Task instructions
Reproduce word for word the entries below, starting at the line containing "Query: groom's trouser crease" and continuing through the last line of the entries, and nothing else.

[Items listed in a dataset]
:::::

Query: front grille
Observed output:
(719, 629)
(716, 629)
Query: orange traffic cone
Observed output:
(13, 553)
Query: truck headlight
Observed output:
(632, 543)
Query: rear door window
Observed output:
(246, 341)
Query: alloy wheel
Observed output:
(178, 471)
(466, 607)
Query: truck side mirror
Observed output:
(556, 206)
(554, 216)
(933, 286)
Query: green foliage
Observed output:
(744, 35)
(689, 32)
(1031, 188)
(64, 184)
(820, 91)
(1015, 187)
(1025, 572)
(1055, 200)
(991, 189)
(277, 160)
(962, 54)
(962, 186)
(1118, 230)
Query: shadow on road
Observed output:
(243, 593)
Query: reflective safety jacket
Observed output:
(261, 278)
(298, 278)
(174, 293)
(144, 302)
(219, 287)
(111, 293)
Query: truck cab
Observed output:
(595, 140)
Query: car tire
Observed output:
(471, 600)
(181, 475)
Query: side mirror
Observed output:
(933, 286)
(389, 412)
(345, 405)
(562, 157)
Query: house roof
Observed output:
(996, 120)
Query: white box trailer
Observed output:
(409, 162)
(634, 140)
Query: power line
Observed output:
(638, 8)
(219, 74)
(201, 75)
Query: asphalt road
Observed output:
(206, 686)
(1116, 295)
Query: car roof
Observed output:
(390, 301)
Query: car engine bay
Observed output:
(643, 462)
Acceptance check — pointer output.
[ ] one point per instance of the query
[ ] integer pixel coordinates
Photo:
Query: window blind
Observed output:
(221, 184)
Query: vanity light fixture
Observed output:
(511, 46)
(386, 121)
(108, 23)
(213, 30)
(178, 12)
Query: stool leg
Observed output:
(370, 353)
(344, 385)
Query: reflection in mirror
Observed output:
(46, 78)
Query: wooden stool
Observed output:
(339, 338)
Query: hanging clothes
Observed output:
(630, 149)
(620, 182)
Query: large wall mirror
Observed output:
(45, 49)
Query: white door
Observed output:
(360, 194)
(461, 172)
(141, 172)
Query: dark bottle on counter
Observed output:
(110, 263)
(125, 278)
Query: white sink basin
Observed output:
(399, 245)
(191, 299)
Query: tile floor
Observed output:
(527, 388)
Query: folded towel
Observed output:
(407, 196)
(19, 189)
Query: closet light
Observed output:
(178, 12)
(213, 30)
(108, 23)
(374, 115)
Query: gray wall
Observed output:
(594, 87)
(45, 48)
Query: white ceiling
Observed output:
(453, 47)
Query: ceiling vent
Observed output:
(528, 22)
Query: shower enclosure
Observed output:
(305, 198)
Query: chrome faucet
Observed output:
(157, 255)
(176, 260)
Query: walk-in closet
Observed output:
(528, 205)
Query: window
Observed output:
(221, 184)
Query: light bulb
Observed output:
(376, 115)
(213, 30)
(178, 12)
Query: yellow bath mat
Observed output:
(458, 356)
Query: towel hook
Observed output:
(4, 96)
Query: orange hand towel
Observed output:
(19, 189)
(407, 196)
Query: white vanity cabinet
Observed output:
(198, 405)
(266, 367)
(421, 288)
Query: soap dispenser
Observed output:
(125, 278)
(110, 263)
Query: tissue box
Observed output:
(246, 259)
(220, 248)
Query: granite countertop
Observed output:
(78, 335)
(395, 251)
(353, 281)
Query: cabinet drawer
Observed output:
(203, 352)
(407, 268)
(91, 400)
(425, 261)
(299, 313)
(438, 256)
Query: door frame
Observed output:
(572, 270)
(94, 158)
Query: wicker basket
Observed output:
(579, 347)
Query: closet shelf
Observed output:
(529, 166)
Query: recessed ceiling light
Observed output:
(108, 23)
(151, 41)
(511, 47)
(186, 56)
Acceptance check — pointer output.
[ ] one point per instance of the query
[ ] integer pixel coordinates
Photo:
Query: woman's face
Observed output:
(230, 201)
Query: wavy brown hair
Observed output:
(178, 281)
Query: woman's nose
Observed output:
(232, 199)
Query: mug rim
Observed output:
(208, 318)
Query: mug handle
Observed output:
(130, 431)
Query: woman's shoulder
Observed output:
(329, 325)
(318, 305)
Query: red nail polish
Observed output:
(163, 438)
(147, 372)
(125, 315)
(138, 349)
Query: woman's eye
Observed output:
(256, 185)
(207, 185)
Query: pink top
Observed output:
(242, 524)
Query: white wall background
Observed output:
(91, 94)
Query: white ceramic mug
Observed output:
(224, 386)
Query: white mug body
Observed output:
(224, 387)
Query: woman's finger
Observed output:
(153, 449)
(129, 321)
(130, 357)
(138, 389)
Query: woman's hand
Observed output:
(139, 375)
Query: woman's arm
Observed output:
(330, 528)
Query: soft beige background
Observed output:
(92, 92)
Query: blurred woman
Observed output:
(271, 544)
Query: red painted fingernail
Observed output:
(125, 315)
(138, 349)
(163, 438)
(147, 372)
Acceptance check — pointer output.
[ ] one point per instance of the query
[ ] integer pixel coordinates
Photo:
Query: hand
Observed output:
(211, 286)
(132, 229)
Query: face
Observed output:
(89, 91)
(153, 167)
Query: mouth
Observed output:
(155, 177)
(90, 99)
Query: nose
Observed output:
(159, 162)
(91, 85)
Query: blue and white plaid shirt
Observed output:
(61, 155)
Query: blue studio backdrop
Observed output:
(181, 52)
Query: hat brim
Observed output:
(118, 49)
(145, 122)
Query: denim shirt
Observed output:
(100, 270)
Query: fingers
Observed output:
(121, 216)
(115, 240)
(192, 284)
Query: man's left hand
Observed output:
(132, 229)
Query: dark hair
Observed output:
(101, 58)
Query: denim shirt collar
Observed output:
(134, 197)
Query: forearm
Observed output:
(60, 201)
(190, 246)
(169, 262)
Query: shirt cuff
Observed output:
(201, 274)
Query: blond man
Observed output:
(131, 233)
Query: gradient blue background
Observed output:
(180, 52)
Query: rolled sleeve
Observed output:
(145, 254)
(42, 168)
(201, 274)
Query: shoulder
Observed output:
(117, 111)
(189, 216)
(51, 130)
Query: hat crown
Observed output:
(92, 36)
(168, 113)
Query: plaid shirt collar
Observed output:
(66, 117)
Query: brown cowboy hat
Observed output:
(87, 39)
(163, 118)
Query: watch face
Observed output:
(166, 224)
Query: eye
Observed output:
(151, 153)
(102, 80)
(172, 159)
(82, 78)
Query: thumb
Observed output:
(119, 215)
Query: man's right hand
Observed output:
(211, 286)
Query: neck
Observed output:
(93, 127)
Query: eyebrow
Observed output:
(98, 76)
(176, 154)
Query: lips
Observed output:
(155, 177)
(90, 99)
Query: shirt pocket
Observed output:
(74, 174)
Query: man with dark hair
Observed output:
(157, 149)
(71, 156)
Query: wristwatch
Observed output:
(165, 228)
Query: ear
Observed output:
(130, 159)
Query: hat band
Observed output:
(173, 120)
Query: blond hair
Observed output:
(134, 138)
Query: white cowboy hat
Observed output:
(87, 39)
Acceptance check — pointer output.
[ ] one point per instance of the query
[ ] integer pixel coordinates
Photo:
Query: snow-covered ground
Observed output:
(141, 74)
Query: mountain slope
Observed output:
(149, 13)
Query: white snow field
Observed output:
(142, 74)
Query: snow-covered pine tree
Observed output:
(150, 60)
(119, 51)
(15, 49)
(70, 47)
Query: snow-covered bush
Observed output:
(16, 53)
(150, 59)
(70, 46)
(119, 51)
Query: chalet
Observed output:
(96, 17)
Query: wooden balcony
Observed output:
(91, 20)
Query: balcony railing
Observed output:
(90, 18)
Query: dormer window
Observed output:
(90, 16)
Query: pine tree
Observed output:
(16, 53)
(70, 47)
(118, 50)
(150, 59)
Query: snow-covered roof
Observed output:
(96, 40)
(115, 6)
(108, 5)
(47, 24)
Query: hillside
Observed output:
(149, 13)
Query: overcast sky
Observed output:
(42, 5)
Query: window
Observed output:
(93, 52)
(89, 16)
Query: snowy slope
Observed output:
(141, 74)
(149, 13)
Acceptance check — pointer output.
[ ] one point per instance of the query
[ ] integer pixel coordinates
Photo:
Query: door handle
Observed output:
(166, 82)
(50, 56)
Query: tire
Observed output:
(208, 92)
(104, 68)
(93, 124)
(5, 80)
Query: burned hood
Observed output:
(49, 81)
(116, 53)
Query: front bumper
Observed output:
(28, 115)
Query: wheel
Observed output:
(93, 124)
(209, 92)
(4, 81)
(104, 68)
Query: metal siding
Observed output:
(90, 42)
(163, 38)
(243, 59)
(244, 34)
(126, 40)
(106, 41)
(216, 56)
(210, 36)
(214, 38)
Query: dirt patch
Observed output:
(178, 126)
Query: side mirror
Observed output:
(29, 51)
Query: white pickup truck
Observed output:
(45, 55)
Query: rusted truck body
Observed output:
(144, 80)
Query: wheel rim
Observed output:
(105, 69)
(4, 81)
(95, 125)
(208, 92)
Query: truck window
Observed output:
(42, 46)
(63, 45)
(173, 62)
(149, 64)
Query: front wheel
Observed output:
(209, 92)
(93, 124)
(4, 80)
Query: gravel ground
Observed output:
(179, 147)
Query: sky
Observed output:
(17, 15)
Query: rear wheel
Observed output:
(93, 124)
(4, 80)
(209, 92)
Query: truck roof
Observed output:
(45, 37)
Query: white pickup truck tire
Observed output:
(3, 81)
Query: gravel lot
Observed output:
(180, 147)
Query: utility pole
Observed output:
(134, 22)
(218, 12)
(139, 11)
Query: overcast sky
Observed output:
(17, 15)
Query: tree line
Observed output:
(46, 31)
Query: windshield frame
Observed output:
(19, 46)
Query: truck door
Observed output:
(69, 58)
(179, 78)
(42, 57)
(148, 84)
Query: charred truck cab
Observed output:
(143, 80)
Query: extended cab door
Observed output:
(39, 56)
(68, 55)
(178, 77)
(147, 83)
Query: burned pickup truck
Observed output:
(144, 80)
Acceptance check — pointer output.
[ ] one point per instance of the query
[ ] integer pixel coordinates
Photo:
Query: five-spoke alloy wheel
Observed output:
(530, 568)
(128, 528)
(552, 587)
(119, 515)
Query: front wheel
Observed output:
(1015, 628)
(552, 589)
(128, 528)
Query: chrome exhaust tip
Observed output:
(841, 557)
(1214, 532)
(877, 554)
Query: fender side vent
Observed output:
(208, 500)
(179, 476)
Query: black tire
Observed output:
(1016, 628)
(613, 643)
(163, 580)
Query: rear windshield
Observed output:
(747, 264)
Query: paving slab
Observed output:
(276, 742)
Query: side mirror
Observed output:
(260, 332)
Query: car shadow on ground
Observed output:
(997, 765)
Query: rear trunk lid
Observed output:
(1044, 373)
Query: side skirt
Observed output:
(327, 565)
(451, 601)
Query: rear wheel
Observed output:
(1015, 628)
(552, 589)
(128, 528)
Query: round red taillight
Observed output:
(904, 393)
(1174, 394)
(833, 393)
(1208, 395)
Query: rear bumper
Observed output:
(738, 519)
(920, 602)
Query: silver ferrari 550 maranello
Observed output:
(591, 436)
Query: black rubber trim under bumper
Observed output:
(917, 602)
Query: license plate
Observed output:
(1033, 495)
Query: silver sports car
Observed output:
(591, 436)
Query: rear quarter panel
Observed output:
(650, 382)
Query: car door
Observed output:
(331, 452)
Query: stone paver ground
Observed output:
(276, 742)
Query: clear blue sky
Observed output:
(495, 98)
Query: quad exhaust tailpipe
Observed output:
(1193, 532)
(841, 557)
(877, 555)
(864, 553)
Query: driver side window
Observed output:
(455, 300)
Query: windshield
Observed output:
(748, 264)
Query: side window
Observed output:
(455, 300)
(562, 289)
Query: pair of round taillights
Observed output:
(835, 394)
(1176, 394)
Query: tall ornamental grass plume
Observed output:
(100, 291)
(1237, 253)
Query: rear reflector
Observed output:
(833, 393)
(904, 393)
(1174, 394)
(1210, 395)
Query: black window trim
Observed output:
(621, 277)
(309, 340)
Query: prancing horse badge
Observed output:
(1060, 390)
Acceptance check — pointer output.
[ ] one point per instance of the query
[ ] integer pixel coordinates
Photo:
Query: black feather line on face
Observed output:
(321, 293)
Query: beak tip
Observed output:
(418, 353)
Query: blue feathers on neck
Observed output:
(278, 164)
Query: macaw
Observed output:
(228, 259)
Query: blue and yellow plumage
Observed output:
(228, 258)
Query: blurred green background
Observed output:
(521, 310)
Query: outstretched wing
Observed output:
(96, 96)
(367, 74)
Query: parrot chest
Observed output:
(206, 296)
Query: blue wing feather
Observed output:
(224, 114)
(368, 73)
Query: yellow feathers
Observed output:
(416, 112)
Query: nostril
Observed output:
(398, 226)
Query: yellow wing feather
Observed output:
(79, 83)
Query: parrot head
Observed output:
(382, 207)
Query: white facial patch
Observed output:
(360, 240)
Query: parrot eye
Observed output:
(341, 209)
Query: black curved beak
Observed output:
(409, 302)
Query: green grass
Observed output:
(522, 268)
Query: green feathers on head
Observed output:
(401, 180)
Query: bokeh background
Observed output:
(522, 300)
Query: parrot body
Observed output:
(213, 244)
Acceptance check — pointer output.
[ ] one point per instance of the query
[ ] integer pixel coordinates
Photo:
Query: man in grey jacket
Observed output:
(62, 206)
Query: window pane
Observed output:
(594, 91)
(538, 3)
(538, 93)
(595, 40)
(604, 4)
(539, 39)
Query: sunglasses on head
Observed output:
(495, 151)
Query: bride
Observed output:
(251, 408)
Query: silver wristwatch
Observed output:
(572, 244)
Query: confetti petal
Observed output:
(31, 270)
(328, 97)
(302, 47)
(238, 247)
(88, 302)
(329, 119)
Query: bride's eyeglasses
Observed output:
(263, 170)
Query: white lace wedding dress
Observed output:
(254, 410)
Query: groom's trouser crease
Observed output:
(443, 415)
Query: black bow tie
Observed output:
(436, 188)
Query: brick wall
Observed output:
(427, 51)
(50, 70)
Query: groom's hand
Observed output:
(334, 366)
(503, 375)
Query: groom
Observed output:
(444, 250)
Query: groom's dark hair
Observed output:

:::::

Result of this task
Query: groom's trouser crease
Observed output:
(443, 415)
Query: black bow tie
Observed output:
(436, 188)
Query: brick wall
Observed output:
(427, 51)
(50, 70)
Query: groom's hand
Observed output:
(334, 366)
(503, 375)
Query: groom
Observed output:
(444, 250)
Query: groom's dark hair
Observed output:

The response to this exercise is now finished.